• Provided passage:
:::
Proposing a World without a Mother: Grief and Creative Nonfiction as a Sense-Making Tool
REVIEW OF LITERATURE
Introduction.
The subject of my essay is grief and the method of exploration is creative nonfiction. I read the literature on both. I begin with the subject itself. Theories on grief may suggest valuable approaches to the craft of creative writing. By exploring how creative nonfiction and essays work, I develop my own methodology.
Literature on Grief and Grieving.
One cannot escape Kübler-Ross’s theory of the stages of grief; the chain of denial, anger, bargaining, depression, acceptance is ubiquitous in pop culture. Although the theory of these stages is meant to provide the bereaved a way to think about and name their feelings, they are commonly misunderstood to represent a universal and set order of grieving (Kübler-Ross and Kessler 7).
:::
(Data entries)
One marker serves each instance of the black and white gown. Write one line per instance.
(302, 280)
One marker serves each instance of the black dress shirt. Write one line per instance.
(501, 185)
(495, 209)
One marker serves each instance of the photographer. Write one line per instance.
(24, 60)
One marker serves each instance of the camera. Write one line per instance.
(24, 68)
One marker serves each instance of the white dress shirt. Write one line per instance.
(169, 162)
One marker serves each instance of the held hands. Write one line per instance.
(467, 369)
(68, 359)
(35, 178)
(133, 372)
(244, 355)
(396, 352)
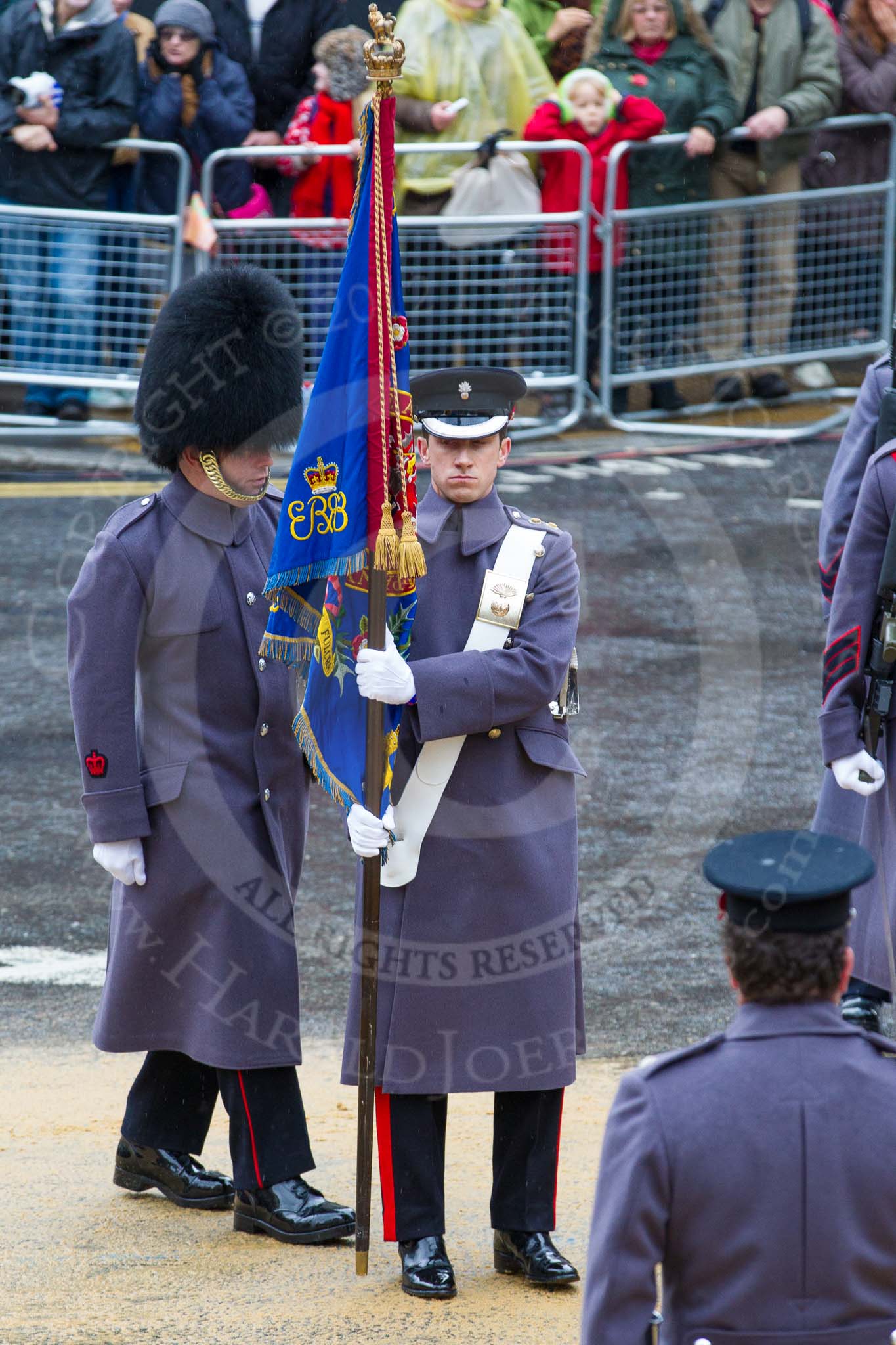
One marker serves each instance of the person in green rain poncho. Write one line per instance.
(459, 49)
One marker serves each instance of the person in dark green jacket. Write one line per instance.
:::
• Set of tasks:
A - Why does the literature review on grief begin with the subject of grief itself, before turning to creative nonfiction?
B - According to the literature review on grief, how are Kübler-Ross's stages commonly misunderstood?
C - Extend the literature review on grief, picking up after its last sentence.

• Results by task:
A - It begins with grief because theories on grief may suggest valuable approaches to the craft of creative writing. After that, exploring how creative nonfiction and essays work lets the author develop a methodology.

B - They are commonly misunderstood to represent a universal and set order of grieving.

C -
Your mother’s surgery and tongue reconstruction make you angry. It was no small thing—removing slice after slice of tongue until the sample came back clean, removing muscle from her right arm, her writing hand since her left arm muscle was too weak, to reconstruct it, removing a patch of skin from her thigh to cover the wound on her arm. It took the whole month she lived afterward to start to recover. She still had the feeding tube in her stomach when she died. She was just starting to be able to eat baby food. She had left the house one time not for a doctor’s appointment. When the cancer came back, the new doctor said there was never any hope that it wouldn’t, not with the kind of cancer and her antirejection medications; he didn’t know why they had done the surgery at all.
Because the bereaved do not all undergo the same journey with five set phases, some argue that the concept may be “dangerous. Perhaps it may do more harm than good” (Bonanno 22). An alternate way of thinking about grieving patterns is in terms of “reactions,” the most common of which Bonanno identifies as chronic grief, recovery, and resilience (6-8).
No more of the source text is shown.